## [Requirement A]
According to the description of the book on tourism in the American West, which publisher released it?
## [Requirement B]
Rewrite only the entries between the line holding "Target: domed shell" and the line holding "x=311, y=637", both included, with "turtle" substituted for "tortoise" and nothing else changed. Return only those lines.

## [Supplied passage]
Devils Bargains: Tourism in the Twentieth-Century American West / Edition 1by Hal Rothman
Pub. Date: 10/28/1998
Publisher: University Press of Kansas
The West is popularly perceived as America's last outpost of unfettered opportunity, but twentieth-century corporate tourism has transformed it into America's "land of opportunism." From Sun Valley to Santa Fe, towns throughout the West have been turned over to outsiders-and not just to those who visit and move on, but to those who stay and control.
Although tourism has been a blessing for many, bringing economic and cultural prosperity to communities without obvious means of support or allowing towns on the brink of extinction to renew themselves; the costs on more intangible levels may be said to outweigh the benefits and be a devil's bargain in the making.
Hal Rothman examines the effect of twentieth-century tourism on the West and exposes that industry's darker side. He tells how tourism evolved from Grand Canyon rail trips to Sun Valley ski weekends and Disneyland vacations, and how the post-World War II boom in air travel and luxury hotels capitalized on a surge in discretionary income for many Americans, combined with newfound leisure time.
From major destinations like Las Vegas to revitalized towns like Aspen and Moab, Rothman reveals how the introduction of tourism into a community may seem innocuous, but residents gradually realize, as they seek to preserve the authenticity of their communities, that decision-making power has subtly shifted from the community itself to the newly arrived corporate financiers. And because tourism often results in a redistribution of wealth and power to "outsiders," observes Rothman, it represents a new form of colonialism for the region.

## [Exercise material]
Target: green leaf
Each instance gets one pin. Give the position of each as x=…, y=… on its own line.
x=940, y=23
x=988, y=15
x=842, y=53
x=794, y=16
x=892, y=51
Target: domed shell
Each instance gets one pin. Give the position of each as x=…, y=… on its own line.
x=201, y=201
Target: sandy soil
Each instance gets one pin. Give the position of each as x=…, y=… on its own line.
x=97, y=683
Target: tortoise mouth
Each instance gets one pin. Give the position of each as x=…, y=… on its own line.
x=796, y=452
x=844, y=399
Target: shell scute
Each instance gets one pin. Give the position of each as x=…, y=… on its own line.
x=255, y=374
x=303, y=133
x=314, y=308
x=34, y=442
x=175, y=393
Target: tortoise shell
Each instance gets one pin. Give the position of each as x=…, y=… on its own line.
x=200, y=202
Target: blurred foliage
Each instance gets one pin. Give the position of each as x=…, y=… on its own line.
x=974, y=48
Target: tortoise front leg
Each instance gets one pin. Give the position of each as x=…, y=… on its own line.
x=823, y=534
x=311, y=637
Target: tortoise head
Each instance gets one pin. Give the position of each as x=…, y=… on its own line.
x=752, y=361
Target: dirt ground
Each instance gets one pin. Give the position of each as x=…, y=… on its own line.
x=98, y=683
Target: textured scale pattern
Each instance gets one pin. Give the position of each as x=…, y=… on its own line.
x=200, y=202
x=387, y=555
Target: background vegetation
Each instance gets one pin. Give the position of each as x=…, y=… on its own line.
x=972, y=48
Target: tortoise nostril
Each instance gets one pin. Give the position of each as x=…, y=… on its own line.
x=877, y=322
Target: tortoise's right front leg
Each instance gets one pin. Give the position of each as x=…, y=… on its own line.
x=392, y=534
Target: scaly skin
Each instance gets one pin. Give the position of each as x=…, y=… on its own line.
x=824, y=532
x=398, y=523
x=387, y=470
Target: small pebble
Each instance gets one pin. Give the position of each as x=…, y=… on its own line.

## [Written reply A]
University Press of Kansas

## [Written reply B]
Target: domed shell
Each instance gets one pin. Give the position of each as x=…, y=… on its own line.
x=201, y=201
Target: sandy soil
Each instance gets one pin. Give the position of each as x=…, y=… on its own line.
x=97, y=683
Target: turtle mouth
Each instance gets one pin. Give the position of each as x=…, y=… on its own line.
x=796, y=452
x=844, y=399
Target: shell scute
Each instance gets one pin. Give the position of each as x=…, y=… on its own line.
x=255, y=374
x=303, y=133
x=314, y=308
x=34, y=442
x=175, y=393
Target: turtle shell
Each instance gets one pin. Give the position of each as x=…, y=… on its own line.
x=200, y=202
Target: blurred foliage
Each instance gets one pin. Give the position of each as x=…, y=… on its own line.
x=974, y=48
Target: turtle front leg
Each instance gets one pin. Give the position of each as x=…, y=… on its own line.
x=823, y=534
x=311, y=637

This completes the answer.